### Page extract ###

There may be at least one relay. The at least one relay (and the transceivers or transmitters associated with the well or at the surface) may be operable to transmit a signal for at least 200 meters through the well. One or more relays may be configured to transmit for over 300 meters, or over 400 meters.
For acoustic communication there may be more than five, or more than ten relays, depending on the depth of the well and the position of well apparatus.
Generally, less relays are required for EM communications. For example, there may be only a single relay. Optionally therefore, an EM relay (and the transceivers or transmitters associated with the well or at the surface) may be configured to transmit for over 500 meters, or over 1000 meters.
The transmission may be more inhibited in some areas of the well, for example when transmitting across a packer. In this case, the relayed signal may travel a shorter distance. However, where a plurality of acoustic relays are provided, preferably at least three are operable to transmit a signal for at least 200 meters through the well.
For inductively coupled tubulars, a relay may also be provided, for example every 300-500 meters in the well.
The relays may keep at least a proportion of the data for later retrieval in a suitable memory means.
Taking these factors into account, and also the nature of the well, the relays can therefore be spaced apart accordingly in the well.

### Record extracts ###

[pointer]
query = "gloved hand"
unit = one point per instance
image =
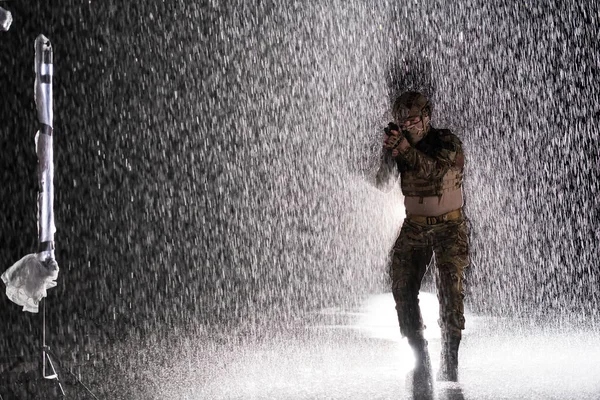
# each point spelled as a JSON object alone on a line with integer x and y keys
{"x": 393, "y": 140}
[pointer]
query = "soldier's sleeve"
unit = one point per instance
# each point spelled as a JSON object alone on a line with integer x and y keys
{"x": 449, "y": 155}
{"x": 387, "y": 174}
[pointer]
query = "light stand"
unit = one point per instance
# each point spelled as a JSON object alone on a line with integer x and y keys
{"x": 46, "y": 359}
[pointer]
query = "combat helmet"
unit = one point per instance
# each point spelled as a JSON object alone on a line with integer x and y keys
{"x": 410, "y": 105}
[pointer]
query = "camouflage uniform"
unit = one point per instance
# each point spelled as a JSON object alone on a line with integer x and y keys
{"x": 431, "y": 167}
{"x": 423, "y": 169}
{"x": 412, "y": 253}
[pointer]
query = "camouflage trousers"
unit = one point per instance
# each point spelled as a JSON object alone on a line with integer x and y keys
{"x": 412, "y": 254}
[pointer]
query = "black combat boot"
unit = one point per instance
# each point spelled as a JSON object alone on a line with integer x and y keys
{"x": 449, "y": 359}
{"x": 422, "y": 379}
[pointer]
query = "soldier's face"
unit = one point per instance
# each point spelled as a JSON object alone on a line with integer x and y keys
{"x": 416, "y": 126}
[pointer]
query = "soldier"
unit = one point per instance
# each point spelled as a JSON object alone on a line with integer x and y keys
{"x": 430, "y": 162}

###

> [Direction 1]:
Using the passage on well relays, answer these:
(a) For acoustic communication, how many relays may there be?
(b) Over what distances may an EM relay be configured to transmit?
(c) For inductively coupled tubulars, how often may a relay be provided in the well?
> [Direction 2]:
Say whether each statement agrees with the passage on well relays, and quote the words that decide it.
(a) EM communications generally need more relays than acoustic communication.
(b) The relays may store some of the data so it can be retrieved later.
(c) When transmitting across a packer, the relayed signal may travel a longer distance.
> [Direction 3]: Return the part of the passage on well relays from "There may be at" to "over 1000 meters.", copied word for word.

> [Full output 1]:
(a) More than five, or more than ten, depending on the depth of the well and the position of well apparatus.
(b) Over 500 meters, or over 1000 meters.
(c) For example, every 300-500 meters.

> [Full output 2]:
(a) No. "Generally, less relays are required for EM communications."
(b) Yes. "The relays may keep at least a proportion of the data for later retrieval in a suitable memory means."
(c) No. "In this case, the relayed signal may travel a shorter distance."

> [Full output 3]:
There may be at least one relay. The at least one relay (and the transceivers or transmitters associated with the well or at the surface) may be operable to transmit a signal for at least 200 meters through the well. One or more relays may be configured to transmit for over 300 meters, or over 400 meters.
For acoustic communication there may be more than five, or more than ten relays, depending on the depth of the well and the position of well apparatus.
Generally, less relays are required for EM communications. For example, there may be only a single relay. Optionally therefore, an EM relay (and the transceivers or transmitters associated with the well or at the surface) may be configured to transmit for over 500 meters, or over 1000 meters.